→ **The records**

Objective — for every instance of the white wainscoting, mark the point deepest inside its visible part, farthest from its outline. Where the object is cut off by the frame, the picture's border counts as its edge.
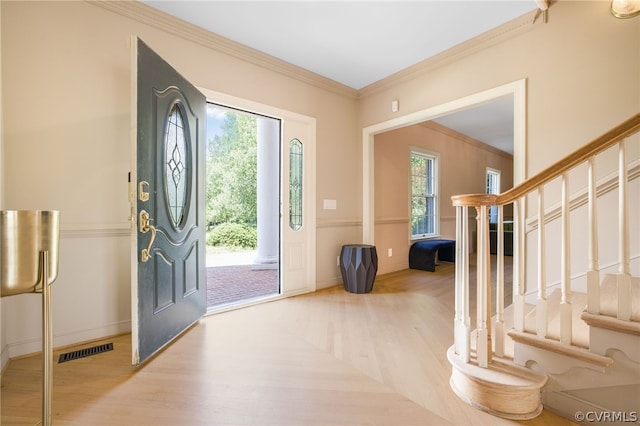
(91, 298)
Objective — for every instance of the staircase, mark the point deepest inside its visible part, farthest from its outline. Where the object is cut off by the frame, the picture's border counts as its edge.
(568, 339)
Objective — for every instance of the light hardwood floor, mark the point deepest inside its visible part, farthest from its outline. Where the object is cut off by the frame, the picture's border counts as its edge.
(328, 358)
---
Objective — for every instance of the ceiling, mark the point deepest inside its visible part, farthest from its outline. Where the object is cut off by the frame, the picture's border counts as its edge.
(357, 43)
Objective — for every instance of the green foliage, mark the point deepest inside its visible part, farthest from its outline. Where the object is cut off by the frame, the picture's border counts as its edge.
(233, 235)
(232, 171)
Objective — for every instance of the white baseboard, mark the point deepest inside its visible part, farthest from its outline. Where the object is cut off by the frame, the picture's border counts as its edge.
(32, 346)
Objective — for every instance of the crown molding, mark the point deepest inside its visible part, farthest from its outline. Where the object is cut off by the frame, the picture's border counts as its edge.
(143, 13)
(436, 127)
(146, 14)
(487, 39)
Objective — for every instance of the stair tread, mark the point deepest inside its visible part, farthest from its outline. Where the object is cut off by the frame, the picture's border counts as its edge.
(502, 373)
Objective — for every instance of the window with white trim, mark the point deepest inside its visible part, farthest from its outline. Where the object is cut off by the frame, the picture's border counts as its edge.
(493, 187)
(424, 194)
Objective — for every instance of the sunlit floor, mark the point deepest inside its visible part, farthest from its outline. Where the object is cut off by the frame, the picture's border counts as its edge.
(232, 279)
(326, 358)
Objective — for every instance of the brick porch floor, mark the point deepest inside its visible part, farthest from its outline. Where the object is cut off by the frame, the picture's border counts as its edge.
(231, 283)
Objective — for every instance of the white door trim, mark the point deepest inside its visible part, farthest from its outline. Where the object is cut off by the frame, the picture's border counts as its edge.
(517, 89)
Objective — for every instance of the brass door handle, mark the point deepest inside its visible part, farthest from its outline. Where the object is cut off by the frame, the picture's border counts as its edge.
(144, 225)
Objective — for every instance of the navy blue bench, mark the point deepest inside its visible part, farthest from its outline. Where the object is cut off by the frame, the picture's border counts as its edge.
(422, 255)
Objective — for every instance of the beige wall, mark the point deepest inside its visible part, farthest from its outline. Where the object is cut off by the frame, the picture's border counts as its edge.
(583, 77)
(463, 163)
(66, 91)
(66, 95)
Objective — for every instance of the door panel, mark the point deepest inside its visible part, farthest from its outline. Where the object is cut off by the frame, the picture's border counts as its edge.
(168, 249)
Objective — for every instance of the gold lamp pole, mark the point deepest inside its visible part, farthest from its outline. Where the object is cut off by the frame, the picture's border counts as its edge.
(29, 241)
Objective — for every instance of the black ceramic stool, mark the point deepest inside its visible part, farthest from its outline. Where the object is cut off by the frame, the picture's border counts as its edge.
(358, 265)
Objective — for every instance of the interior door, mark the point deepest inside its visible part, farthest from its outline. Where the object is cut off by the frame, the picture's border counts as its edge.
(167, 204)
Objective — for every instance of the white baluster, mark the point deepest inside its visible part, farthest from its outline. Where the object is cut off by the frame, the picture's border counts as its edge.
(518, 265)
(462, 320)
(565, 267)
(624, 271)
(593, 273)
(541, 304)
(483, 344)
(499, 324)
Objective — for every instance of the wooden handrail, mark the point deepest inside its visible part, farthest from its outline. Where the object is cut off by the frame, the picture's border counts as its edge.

→ **To do**
Rewrite the records from the line containing "Objective — for every instance of the black" down through the line containing "Objective — for every instance of the wooden", changing "interior door" to "inside door" and leaving everything else as it is.

→ **Written solution**
Objective — for every instance of the black ceramic stool, mark the point deepest inside its visible part, farthest from its outline. Where the object is cut off by the frame, the picture's border counts as its edge.
(358, 265)
Objective — for every instance of the inside door, mark the point deepest inside its visible part, farthest from its outline. Where the object is cut off by the frame, the picture's border counts as its edge.
(167, 204)
Objective — for every instance of the white baluster, mark the point deepest inside its visible part, farthest from its outline. Where the object is cut off by the frame, the picture's border counts as its edge.
(518, 265)
(462, 320)
(565, 267)
(624, 271)
(593, 273)
(541, 304)
(483, 344)
(499, 324)
Objective — for every instance of the wooden handrail, mark the point deepest inside its visible part, farthest from its outline. Where the object is cut off by the frame, the picture's border counts as its edge.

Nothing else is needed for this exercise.